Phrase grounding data
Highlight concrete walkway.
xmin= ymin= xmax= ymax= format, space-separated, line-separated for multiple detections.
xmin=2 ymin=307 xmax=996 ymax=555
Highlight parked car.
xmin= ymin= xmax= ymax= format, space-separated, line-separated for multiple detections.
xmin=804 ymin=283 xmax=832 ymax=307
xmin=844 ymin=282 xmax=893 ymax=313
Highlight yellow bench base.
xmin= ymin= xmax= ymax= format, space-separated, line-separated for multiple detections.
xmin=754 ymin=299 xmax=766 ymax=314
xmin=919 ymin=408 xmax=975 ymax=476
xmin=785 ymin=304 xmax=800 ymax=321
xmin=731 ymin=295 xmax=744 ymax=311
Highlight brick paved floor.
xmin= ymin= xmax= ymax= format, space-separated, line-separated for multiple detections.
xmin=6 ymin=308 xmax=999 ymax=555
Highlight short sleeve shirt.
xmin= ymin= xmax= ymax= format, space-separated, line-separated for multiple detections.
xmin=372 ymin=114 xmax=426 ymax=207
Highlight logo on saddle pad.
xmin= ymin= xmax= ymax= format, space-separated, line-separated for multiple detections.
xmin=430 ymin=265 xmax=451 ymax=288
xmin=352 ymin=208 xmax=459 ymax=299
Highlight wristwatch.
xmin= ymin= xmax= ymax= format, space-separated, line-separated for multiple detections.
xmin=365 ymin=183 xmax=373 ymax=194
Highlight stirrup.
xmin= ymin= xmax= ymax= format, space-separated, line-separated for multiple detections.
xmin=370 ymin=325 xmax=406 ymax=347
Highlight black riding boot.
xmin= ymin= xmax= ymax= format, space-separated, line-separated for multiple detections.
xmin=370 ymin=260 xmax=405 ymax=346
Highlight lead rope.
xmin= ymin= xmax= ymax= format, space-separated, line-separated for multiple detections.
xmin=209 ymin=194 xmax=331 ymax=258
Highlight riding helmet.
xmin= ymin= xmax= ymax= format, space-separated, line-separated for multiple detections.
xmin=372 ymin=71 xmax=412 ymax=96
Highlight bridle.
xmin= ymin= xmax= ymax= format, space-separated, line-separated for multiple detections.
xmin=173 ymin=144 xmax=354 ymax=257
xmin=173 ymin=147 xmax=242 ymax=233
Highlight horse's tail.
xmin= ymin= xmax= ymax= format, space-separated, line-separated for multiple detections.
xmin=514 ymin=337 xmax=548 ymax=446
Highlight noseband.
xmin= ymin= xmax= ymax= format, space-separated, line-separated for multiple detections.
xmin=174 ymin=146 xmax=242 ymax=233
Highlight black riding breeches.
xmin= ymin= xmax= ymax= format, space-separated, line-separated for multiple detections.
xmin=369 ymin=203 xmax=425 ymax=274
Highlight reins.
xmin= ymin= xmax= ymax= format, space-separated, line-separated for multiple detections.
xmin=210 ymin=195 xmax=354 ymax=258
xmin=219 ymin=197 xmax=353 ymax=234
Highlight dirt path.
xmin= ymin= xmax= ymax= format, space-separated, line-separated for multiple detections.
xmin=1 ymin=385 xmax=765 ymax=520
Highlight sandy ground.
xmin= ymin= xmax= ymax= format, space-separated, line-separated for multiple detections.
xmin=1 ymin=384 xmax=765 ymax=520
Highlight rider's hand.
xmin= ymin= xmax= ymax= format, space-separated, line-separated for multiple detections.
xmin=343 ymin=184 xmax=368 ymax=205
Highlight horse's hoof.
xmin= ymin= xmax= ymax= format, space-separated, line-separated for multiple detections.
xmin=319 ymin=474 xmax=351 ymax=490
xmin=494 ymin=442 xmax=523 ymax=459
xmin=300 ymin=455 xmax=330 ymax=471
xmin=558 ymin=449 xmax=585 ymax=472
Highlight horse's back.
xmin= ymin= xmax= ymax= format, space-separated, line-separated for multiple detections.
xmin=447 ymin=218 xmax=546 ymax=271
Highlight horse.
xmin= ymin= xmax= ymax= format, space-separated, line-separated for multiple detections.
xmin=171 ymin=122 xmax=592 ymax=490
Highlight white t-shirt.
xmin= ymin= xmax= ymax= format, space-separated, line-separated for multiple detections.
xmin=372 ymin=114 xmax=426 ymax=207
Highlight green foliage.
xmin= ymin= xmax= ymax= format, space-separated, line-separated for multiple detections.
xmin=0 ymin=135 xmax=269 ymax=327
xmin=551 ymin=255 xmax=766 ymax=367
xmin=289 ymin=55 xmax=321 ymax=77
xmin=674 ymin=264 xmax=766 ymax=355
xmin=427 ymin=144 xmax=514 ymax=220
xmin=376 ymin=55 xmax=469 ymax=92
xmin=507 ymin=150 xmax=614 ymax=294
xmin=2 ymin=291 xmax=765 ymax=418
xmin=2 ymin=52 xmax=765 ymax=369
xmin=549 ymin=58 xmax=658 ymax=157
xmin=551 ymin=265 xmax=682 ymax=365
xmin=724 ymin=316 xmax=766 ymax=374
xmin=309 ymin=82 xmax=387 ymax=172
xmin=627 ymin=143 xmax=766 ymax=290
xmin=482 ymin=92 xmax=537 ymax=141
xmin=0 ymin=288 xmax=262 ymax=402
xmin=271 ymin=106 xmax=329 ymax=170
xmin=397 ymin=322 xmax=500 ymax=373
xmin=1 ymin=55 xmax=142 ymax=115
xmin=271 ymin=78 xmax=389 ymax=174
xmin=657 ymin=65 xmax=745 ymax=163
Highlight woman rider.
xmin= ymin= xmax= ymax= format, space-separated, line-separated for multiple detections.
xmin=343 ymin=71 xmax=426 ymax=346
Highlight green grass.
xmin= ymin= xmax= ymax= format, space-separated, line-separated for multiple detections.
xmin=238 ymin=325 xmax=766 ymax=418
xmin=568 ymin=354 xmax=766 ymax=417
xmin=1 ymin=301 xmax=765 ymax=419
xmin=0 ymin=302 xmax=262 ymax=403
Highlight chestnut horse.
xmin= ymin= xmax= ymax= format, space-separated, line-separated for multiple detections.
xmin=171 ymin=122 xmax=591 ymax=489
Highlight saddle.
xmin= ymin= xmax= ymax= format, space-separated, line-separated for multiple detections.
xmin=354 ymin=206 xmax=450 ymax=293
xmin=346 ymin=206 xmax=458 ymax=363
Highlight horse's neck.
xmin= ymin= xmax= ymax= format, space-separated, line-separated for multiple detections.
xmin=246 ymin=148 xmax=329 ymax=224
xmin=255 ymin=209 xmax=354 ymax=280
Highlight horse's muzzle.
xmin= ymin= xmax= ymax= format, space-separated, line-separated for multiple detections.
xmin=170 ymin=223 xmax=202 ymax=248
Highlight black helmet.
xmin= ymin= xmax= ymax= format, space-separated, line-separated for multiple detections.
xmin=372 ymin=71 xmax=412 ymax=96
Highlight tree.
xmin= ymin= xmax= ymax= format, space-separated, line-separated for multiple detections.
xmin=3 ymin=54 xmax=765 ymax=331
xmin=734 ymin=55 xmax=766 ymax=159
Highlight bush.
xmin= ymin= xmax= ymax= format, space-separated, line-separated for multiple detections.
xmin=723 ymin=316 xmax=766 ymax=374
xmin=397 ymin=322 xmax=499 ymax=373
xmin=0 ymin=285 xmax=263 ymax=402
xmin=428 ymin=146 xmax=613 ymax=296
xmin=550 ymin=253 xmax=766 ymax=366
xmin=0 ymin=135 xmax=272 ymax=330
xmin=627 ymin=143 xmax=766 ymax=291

What is expected: All of the entries must be written out exactly as they stand.

The answer:
Highlight concrete walkway.
xmin= ymin= xmax= ymax= format, space-separated, line-separated for multiple detections.
xmin=2 ymin=307 xmax=996 ymax=555
Highlight parked car.
xmin= ymin= xmax= ymax= format, space-separated, line-separated for multiple detections.
xmin=804 ymin=283 xmax=832 ymax=307
xmin=844 ymin=282 xmax=893 ymax=313
Highlight yellow bench base.
xmin= ymin= xmax= ymax= format, space-separated, line-separated for multiple detections.
xmin=754 ymin=299 xmax=766 ymax=314
xmin=919 ymin=408 xmax=975 ymax=476
xmin=785 ymin=304 xmax=800 ymax=321
xmin=731 ymin=295 xmax=744 ymax=311
Highlight brick paved floor.
xmin= ymin= xmax= ymax= format, space-separated, line-separated for multiple detections.
xmin=6 ymin=308 xmax=999 ymax=555
Highlight short sleeve shirt.
xmin= ymin= xmax= ymax= format, space-separated, line-separated for multiple detections.
xmin=372 ymin=114 xmax=426 ymax=207
Highlight logo on saddle pad.
xmin= ymin= xmax= ymax= format, space-separated, line-separated for multiple detections.
xmin=430 ymin=265 xmax=451 ymax=288
xmin=352 ymin=208 xmax=459 ymax=299
Highlight wristwatch.
xmin= ymin= xmax= ymax= format, space-separated, line-separated for multiple detections.
xmin=365 ymin=183 xmax=373 ymax=194
Highlight stirrup.
xmin= ymin= xmax= ymax= format, space-separated, line-separated for multiple detections.
xmin=370 ymin=325 xmax=406 ymax=347
Highlight black riding boot.
xmin= ymin= xmax= ymax= format, space-separated, line-separated for multiple detections.
xmin=370 ymin=260 xmax=405 ymax=346
Highlight lead rope.
xmin= ymin= xmax= ymax= format, space-separated, line-separated for multiple detections.
xmin=209 ymin=194 xmax=331 ymax=258
Highlight riding helmet.
xmin= ymin= xmax= ymax= format, space-separated, line-separated for multiple detections.
xmin=372 ymin=71 xmax=412 ymax=96
Highlight bridle.
xmin= ymin= xmax= ymax= format, space-separated, line-separated for multiple detections.
xmin=173 ymin=144 xmax=354 ymax=257
xmin=173 ymin=147 xmax=242 ymax=233
Highlight horse's tail.
xmin= ymin= xmax= ymax= format, space-separated, line-separated for multiple detections.
xmin=514 ymin=337 xmax=548 ymax=446
Highlight noseband.
xmin= ymin= xmax= ymax= format, space-separated, line-separated for multiple detections.
xmin=174 ymin=146 xmax=242 ymax=233
Highlight black riding breeches.
xmin= ymin= xmax= ymax= format, space-separated, line-separated for multiple detections.
xmin=369 ymin=203 xmax=425 ymax=274
Highlight reins.
xmin= ymin= xmax= ymax= format, space-separated, line-separated for multiple detections.
xmin=210 ymin=195 xmax=354 ymax=258
xmin=219 ymin=197 xmax=353 ymax=234
Highlight dirt path.
xmin= ymin= xmax= ymax= format, space-separated, line-separated for multiple detections.
xmin=1 ymin=385 xmax=765 ymax=520
Highlight sandy ground.
xmin= ymin= xmax= ymax= format, space-separated, line-separated for multiple detections.
xmin=1 ymin=384 xmax=765 ymax=520
Highlight rider's hand.
xmin= ymin= xmax= ymax= format, space-separated, line-separated for multiple detections.
xmin=343 ymin=184 xmax=368 ymax=205
Highlight horse's hoof.
xmin= ymin= xmax= ymax= format, space-separated, line-separated for multiple detections.
xmin=319 ymin=474 xmax=351 ymax=490
xmin=494 ymin=442 xmax=523 ymax=459
xmin=300 ymin=455 xmax=330 ymax=471
xmin=558 ymin=449 xmax=585 ymax=472
Highlight horse's back.
xmin= ymin= xmax= ymax= format, space-separated, line-separated for multiple detections.
xmin=447 ymin=218 xmax=546 ymax=271
Highlight horse.
xmin= ymin= xmax= ymax= format, space-separated, line-separated for multiple detections.
xmin=171 ymin=122 xmax=592 ymax=490
Highlight white t-shirt.
xmin= ymin= xmax= ymax= format, space-separated, line-separated for multiple detections.
xmin=372 ymin=114 xmax=426 ymax=207
Highlight green foliage.
xmin= ymin= xmax= ymax= format, space-separated, line-separated for multiple detections.
xmin=0 ymin=135 xmax=269 ymax=327
xmin=551 ymin=255 xmax=766 ymax=367
xmin=289 ymin=55 xmax=321 ymax=77
xmin=674 ymin=264 xmax=766 ymax=355
xmin=427 ymin=144 xmax=514 ymax=220
xmin=376 ymin=55 xmax=469 ymax=92
xmin=507 ymin=150 xmax=614 ymax=294
xmin=2 ymin=291 xmax=765 ymax=418
xmin=2 ymin=52 xmax=765 ymax=369
xmin=549 ymin=58 xmax=658 ymax=157
xmin=551 ymin=265 xmax=682 ymax=365
xmin=724 ymin=316 xmax=766 ymax=374
xmin=309 ymin=82 xmax=387 ymax=172
xmin=627 ymin=143 xmax=766 ymax=290
xmin=482 ymin=92 xmax=537 ymax=141
xmin=0 ymin=288 xmax=262 ymax=402
xmin=271 ymin=106 xmax=329 ymax=170
xmin=397 ymin=322 xmax=500 ymax=373
xmin=1 ymin=55 xmax=142 ymax=115
xmin=271 ymin=78 xmax=389 ymax=174
xmin=657 ymin=65 xmax=745 ymax=163
Highlight woman rider.
xmin= ymin= xmax= ymax= format, space-separated, line-separated for multiple detections.
xmin=343 ymin=71 xmax=426 ymax=346
Highlight green grass.
xmin= ymin= xmax= ymax= format, space-separated, line-separated for multiple detections.
xmin=238 ymin=325 xmax=766 ymax=418
xmin=568 ymin=354 xmax=766 ymax=417
xmin=1 ymin=301 xmax=765 ymax=419
xmin=0 ymin=302 xmax=262 ymax=403
Highlight chestnut horse.
xmin= ymin= xmax= ymax= format, space-separated, line-separated for multiple detections.
xmin=171 ymin=122 xmax=591 ymax=489
Highlight saddle.
xmin= ymin= xmax= ymax= format, space-separated, line-separated for multiple detections.
xmin=354 ymin=206 xmax=450 ymax=293
xmin=346 ymin=206 xmax=458 ymax=363
Highlight horse's neck.
xmin= ymin= xmax= ymax= format, space-separated, line-separated for multiple detections.
xmin=246 ymin=148 xmax=329 ymax=224
xmin=255 ymin=209 xmax=354 ymax=280
Highlight horse's muzzle.
xmin= ymin= xmax= ymax= format, space-separated, line-separated for multiple detections.
xmin=170 ymin=223 xmax=202 ymax=248
Highlight black helmet.
xmin= ymin= xmax= ymax= format, space-separated, line-separated for multiple detections.
xmin=372 ymin=71 xmax=412 ymax=96
Highlight tree.
xmin= ymin= xmax= ymax= format, space-separated, line-separated for multiple detections.
xmin=3 ymin=54 xmax=765 ymax=331
xmin=734 ymin=55 xmax=766 ymax=159
Highlight bush.
xmin= ymin= xmax= ymax= format, space-separated, line-separated for multiple detections.
xmin=723 ymin=316 xmax=766 ymax=374
xmin=397 ymin=322 xmax=499 ymax=373
xmin=0 ymin=285 xmax=263 ymax=402
xmin=428 ymin=146 xmax=613 ymax=296
xmin=550 ymin=253 xmax=766 ymax=366
xmin=0 ymin=135 xmax=272 ymax=330
xmin=627 ymin=143 xmax=766 ymax=291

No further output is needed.